- Job 1
Print the passage of the female composers thread between "This piece is" and "making 'whoooping' sounds.", inclusive.
- Job 2
Using the female composers thread, explain in one to three sentences why Bix voted for Hildegard van Bingen.

* START Passage shown *

# Female Composers Iterum



## Bix (Aug 12, 2010)

*Whilst the debate goes on let's get back on topic with this thread.*

I voted for Hildegard van Bingen because although I love her music, she was the only female composer I have heard of (name wise anyway), so please, educate me.


----------



## Mahlerian (Nov 27, 2012)

Sofia Gubaidulina, who wrote this violin concerto based on the "royal theme" of Bach's Musical Offering.





Unsuk Chin, a student of Ligeti, who has written her own set of etudes for piano:





Kaija Saariaho wrote this Clarinet Concerto, along with many pieces that integrate orchestra or soloists with live electronics:


----------



## Ingélou (Feb 10, 2013)

I like Barbara Strozzi - a 17th century Italian. Her story is inspiring. She was illegitimate because her mother was a servant, but her father gave her a musical education & full acknowledgement. She in her turn lived with someone who could not marry her for social reasons and after his death supported herself and her son by publishing her compositions. Here is one of my favourite:






'What can one do if the rebel stars have no pity? ... What can be said?'


----------



## Kleinzeit (May 15, 2013)

Dame Elizabeth Violet Maconchy Le Fanu


----------



## Bix (Aug 12, 2010)

Mahlerian said:


> Sofia Gubaidulina, who wrote this violin concerto based on the "royal theme" of Bach's Musical Offering.


This piece is really something - I like the way she uses the chromatic progressions on the violin whilst leaving the melody to work its way round the supporting instruments. Gubaidulina certainly gets some of the instruments to do interesting things, especially the horns making 'whoooping' sounds.

* END Passage shown *
* START Excerpted records *

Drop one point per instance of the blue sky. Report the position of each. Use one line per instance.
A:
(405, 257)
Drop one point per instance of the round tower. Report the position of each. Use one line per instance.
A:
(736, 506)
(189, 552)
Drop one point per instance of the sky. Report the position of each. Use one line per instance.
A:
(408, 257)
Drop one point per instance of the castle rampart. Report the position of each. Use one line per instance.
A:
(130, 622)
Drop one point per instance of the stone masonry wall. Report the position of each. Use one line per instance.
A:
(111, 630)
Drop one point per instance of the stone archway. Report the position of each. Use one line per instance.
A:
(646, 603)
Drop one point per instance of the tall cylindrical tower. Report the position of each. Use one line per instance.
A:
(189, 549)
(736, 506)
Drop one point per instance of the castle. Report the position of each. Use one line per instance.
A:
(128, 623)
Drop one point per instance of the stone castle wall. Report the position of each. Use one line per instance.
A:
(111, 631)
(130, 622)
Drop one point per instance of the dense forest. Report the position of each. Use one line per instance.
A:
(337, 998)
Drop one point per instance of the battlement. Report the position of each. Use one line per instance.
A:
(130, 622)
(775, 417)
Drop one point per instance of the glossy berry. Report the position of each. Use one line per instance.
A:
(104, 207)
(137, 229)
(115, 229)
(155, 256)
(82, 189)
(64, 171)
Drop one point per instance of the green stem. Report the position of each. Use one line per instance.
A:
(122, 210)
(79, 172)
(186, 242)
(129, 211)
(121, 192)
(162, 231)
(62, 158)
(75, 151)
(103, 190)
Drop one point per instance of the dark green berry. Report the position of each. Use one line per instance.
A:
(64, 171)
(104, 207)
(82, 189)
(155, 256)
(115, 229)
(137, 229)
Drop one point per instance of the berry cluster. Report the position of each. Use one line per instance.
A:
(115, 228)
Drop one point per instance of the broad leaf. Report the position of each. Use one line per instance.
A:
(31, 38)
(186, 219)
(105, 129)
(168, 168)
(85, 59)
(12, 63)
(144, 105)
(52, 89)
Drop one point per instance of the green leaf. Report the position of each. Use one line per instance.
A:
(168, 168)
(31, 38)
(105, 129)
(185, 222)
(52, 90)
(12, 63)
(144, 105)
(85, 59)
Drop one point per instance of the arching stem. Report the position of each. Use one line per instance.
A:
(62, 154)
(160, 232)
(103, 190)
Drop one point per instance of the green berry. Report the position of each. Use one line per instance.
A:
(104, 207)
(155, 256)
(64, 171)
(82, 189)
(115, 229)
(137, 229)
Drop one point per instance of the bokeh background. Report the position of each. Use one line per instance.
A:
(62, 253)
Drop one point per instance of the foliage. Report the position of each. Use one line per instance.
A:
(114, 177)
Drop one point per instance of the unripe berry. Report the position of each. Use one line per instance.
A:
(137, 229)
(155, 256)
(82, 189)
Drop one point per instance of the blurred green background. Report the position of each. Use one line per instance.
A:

* END Excerpted records *

- Answer 1
This piece is really something - I like the way she uses the chromatic progressions on the violin whilst leaving the melody to work its way round the supporting instruments. Gubaidulina certainly gets some of the instruments to do interesting things, especially the horns making 'whoooping' sounds.

- Answer 2
Bix loves her music, but voted for her mainly because she was the only female composer Bix had heard of, at least by name. Bix then asked others in the thread to suggest more.